GIVEN DATA ▸
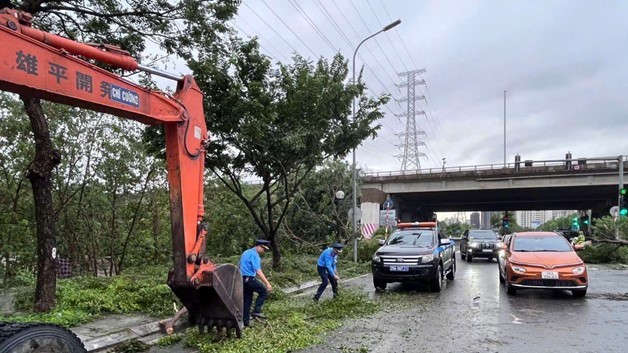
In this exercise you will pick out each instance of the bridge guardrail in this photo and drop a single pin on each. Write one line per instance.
(563, 164)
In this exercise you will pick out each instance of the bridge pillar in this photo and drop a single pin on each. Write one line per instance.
(371, 200)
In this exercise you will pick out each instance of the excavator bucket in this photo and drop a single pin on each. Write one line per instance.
(213, 299)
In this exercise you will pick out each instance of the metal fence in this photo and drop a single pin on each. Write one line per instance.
(571, 164)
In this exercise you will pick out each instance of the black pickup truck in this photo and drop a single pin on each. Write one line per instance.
(414, 252)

YOUR INSTRUCTIONS ▸ Please turn the lines above into a JSON list of strings, one string per line and no blank lines, leaving out the picture markers.

EXERCISE ANSWER ▸
[
  "In this exercise you will pick out each instance of the bridge guardrail in this photo and drop a single pin on each. Write one line per instance.",
  "(563, 164)",
  "In this exercise you will pick out each instance of the bridge pillar in this photo and drop a single pin on each. Write one line per instance.",
  "(371, 200)",
  "In this exercise you will pick out each instance of the excavator bucket in this photo and drop a single pin on each. Write one line per instance.",
  "(213, 299)",
  "In this exercise you will pick out each instance of the metal fence in this photo and drop a single pin on each. Write one line per instance.",
  "(571, 164)",
  "In this exercise you will pick out each instance of the black pickup truck in this photo and drop a single pin on each. Write one line per instance.",
  "(414, 252)"
]